What the exercise asks: Reproduce the listing below in full and without alteration, apart from its pictures.

Given data: Begin

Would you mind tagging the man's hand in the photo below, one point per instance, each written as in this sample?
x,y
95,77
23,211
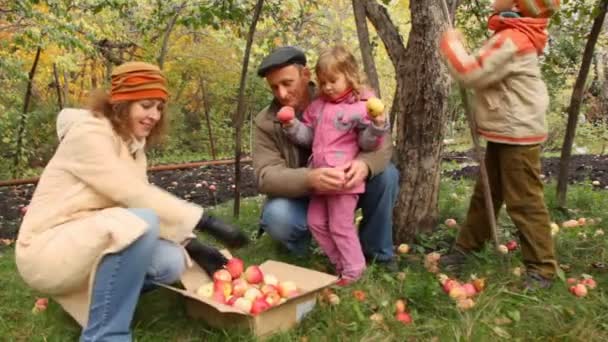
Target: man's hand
x,y
356,173
327,179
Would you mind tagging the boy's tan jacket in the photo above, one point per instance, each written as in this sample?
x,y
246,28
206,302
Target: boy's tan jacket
x,y
510,96
280,165
78,210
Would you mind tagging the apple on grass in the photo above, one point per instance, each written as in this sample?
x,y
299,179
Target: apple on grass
x,y
404,317
235,267
259,305
287,289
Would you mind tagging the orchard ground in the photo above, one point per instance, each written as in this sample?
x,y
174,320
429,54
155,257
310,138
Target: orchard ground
x,y
502,310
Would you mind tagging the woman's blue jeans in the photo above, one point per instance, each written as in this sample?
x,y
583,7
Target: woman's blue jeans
x,y
122,276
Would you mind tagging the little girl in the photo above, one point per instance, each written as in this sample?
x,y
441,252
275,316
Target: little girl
x,y
338,126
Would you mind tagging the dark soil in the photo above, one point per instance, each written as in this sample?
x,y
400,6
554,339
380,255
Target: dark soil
x,y
191,184
183,183
583,168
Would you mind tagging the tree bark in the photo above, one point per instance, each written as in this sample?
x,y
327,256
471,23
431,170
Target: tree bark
x,y
57,87
163,51
421,105
207,110
23,118
238,119
575,104
366,49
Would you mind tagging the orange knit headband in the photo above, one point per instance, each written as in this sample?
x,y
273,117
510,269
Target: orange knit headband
x,y
137,81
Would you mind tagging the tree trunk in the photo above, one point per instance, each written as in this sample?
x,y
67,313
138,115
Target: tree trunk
x,y
575,104
366,48
168,30
421,103
23,118
238,119
57,87
207,110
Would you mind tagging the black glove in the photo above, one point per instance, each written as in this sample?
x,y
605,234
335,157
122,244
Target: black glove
x,y
229,235
207,257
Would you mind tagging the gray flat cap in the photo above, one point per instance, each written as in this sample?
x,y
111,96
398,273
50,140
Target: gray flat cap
x,y
280,57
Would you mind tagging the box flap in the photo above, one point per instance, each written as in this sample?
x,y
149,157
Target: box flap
x,y
306,279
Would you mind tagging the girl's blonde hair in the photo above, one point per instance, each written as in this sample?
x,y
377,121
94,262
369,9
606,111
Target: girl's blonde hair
x,y
118,114
338,59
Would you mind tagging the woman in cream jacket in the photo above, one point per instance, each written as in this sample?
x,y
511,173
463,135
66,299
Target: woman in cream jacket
x,y
96,232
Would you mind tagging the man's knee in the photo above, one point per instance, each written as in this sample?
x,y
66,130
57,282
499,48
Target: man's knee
x,y
168,263
388,178
279,218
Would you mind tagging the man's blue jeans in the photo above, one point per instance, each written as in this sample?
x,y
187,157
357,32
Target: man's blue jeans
x,y
284,219
121,277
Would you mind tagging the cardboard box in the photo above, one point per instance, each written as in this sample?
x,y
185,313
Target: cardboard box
x,y
278,318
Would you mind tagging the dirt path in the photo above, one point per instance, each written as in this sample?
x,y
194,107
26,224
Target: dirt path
x,y
193,184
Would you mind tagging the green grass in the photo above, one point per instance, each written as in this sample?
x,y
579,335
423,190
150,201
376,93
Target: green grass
x,y
502,311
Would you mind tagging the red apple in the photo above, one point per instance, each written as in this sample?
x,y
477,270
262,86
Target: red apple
x,y
205,291
511,245
404,317
449,285
222,275
469,289
579,290
243,304
252,294
219,296
223,286
259,305
590,283
266,289
287,289
270,279
239,287
286,114
451,223
235,267
254,275
231,300
400,306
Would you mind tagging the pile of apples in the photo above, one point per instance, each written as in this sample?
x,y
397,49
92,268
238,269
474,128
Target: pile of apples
x,y
249,290
462,293
580,287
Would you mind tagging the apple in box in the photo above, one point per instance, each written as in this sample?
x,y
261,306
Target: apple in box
x,y
235,267
222,275
254,275
239,287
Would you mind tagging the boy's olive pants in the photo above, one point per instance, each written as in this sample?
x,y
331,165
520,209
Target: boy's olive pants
x,y
514,177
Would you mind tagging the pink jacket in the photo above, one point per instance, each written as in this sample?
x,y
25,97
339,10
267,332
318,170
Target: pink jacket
x,y
337,131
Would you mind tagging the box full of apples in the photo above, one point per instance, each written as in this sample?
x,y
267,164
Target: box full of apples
x,y
266,298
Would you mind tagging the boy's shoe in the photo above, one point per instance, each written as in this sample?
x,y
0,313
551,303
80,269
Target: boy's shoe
x,y
454,260
535,281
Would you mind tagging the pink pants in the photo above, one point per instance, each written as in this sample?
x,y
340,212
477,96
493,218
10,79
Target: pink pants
x,y
331,221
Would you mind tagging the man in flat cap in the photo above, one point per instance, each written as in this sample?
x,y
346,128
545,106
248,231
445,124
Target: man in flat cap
x,y
281,172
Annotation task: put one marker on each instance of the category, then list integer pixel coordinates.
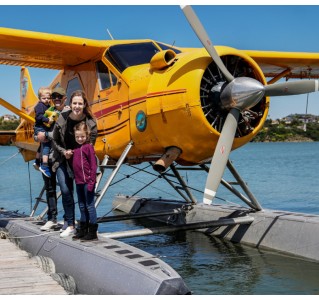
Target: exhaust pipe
(167, 159)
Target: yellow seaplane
(169, 106)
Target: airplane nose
(242, 93)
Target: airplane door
(112, 112)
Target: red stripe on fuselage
(127, 104)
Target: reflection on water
(213, 266)
(277, 174)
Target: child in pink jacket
(84, 168)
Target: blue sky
(261, 27)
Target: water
(282, 176)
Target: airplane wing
(44, 50)
(290, 64)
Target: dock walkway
(21, 275)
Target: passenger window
(103, 75)
(73, 85)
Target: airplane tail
(28, 98)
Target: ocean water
(282, 176)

Given data: End

Reply to the exercise:
Would you mind tagging the man's hand in the photo below, one point per instance, each written as in this sample?
x,y
95,77
23,211
Target: man's hand
x,y
356,173
327,179
Would you mind tagging the boy's tan jacket in the photo above, one point per instance, each written as in this sample?
x,y
246,28
206,302
Target: boy's tan jacket
x,y
510,96
280,165
78,210
Would you mind tagging the apple on grass in the photo above, one point per instance, each written as in this sample?
x,y
299,179
Target: apple on grass
x,y
404,317
235,267
259,305
287,289
Would you mind tagging the orchard ground in the photo above, one point per instance, each written as in this sample?
x,y
174,320
429,54
155,257
310,138
Target: orchard ground
x,y
502,310
Would you mind tagging the woman's blue jeans in the photo above, one point per instance, each written as in this sample?
x,y
583,7
Target: woman's blue jeans
x,y
122,276
Would you mind tagging the little girl in the photo above, one point per instance, each written as in this sample?
x,y
441,252
275,316
Target: little girl
x,y
338,126
Would you mind tagging the dark soil in the photo above, one point per instance, each written as in this sample?
x,y
400,6
554,339
380,255
Target: dark soil
x,y
191,184
183,183
583,168
Would you mind tagging the tree bark in the photo above, one point per instance, each written as in this sample?
x,y
327,256
471,23
431,170
Target: tree bark
x,y
57,87
163,51
421,105
207,110
23,118
238,119
575,104
366,49
Would you mind tagging the orange knit headband in the photo above, one point per instance, each written as in this sample?
x,y
273,117
510,269
Target: orange knit headband
x,y
137,81
Would you mind tagging the tree trunk in the photo above, one point per instance, each written as in this sample?
x,y
67,313
138,115
Target: tree trunk
x,y
575,104
366,48
168,30
421,103
23,118
238,119
57,87
207,110
Would you mind tagging the black glove in the photo above, one point per instance, each written as in this sample?
x,y
605,234
335,157
122,244
Target: black glove
x,y
229,235
207,257
Would you mind tagging the gray flat cap in the photo above, one point per instance, each written as in this sample?
x,y
111,96
398,273
50,140
Target: gray flat cap
x,y
280,57
Would you mind tagging the box flap in the photo above, one point per instance, each written as in this sample?
x,y
149,157
Target: box flap
x,y
306,279
Would you mind tagging the girl's blonde hair in the photo above, one point per instance, each written as in this sample?
x,y
377,121
94,262
369,9
606,111
Target: girl's blonde hair
x,y
118,114
338,59
Would you mind tagging the woman in cream jacket in the photo above, one point per instance, each written as in this sample?
x,y
511,173
463,135
66,299
Target: woman in cream jacket
x,y
96,232
Would you mind tagging the man's knee in the photo above, one point per instance, each written as in this sample?
x,y
66,130
57,282
499,48
Target: man's knee
x,y
168,263
388,178
279,218
Would you mind tagging the man's blue jeans in the photo above, one point per instance, each written as in this sample?
x,y
187,157
357,32
Target: man's blue jeans
x,y
284,219
121,277
Would you mind tagging the cardboard box in the photo above, one point per instance, each written as in this sample?
x,y
185,313
Target: cardboard box
x,y
278,318
Would you mind tagging the dirt path in the photo above, one point per instance, each written as in this sample?
x,y
194,107
26,224
Target: dirt path
x,y
193,184
Would you mind tagging the green grass in the photo above, one point per instance, each written as in this sample?
x,y
579,335
423,190
150,201
376,93
Target: green grass
x,y
502,311
Would you mind tagging the red apple in the photo above, one point per instance, each written as in this sample?
x,y
477,270
262,86
Target: red apple
x,y
205,291
511,245
404,317
449,285
222,275
469,289
579,290
243,304
252,294
219,296
223,286
259,305
590,283
266,289
287,289
270,279
239,287
286,114
451,223
235,267
254,275
231,300
400,306
Would you mind tagging the pile of apples in the photo above, one point per instance, each written as in this sample?
x,y
397,49
92,268
238,269
474,128
Target: pile of apples
x,y
249,290
462,293
580,287
Would you mind tagging the apple in box in the photo above, one point per instance, each written as in this sample?
x,y
261,306
Target: apple in box
x,y
235,267
222,275
254,275
239,287
Would you mind tagging the boy's olive pants in the photo above, one point per instance, each written as in this sample?
x,y
331,165
520,209
Target: boy's olive pants
x,y
514,177
Would you mind tagging the pink jacket in the photo above, one point per instance, each written as in this sample?
x,y
25,97
339,10
267,332
318,170
Target: pink jacket
x,y
337,131
Would you mind tagging the box full of apples in the photo above, one point per instance, each written as in this sample?
x,y
267,164
Target: box full of apples
x,y
266,298
Would you mind tagging the boy's shoe in the photo above, one point per instance, each written as in this sample?
x,y
0,313
551,303
80,269
Target: boy's shoe
x,y
454,260
535,281
Would you mind tagging the pink pants in the photo above, one point per instance, each written as in this sample?
x,y
340,212
477,96
493,218
10,79
Target: pink pants
x,y
331,221
Would you mind tagging the man in flat cap in the photo above, one point per instance, each written as in this sample?
x,y
346,128
545,106
248,231
445,124
Target: man in flat cap
x,y
281,172
Annotation task: put one marker on each instance of the category, then list integer pixel coordinates.
Target: exhaust pipe
(167, 159)
Target: yellow seaplane
(169, 106)
Target: airplane nose
(242, 93)
Target: airplane door
(112, 112)
Target: red stripe on fuselage
(127, 104)
Target: reflection on water
(213, 266)
(277, 174)
Target: child in pink jacket
(84, 168)
Target: blue sky
(261, 27)
Target: water
(282, 176)
Target: airplane wing
(44, 50)
(290, 64)
Target: dock walkway
(21, 275)
Target: passenger window
(103, 75)
(73, 85)
Target: airplane tail
(28, 98)
Target: ocean water
(282, 176)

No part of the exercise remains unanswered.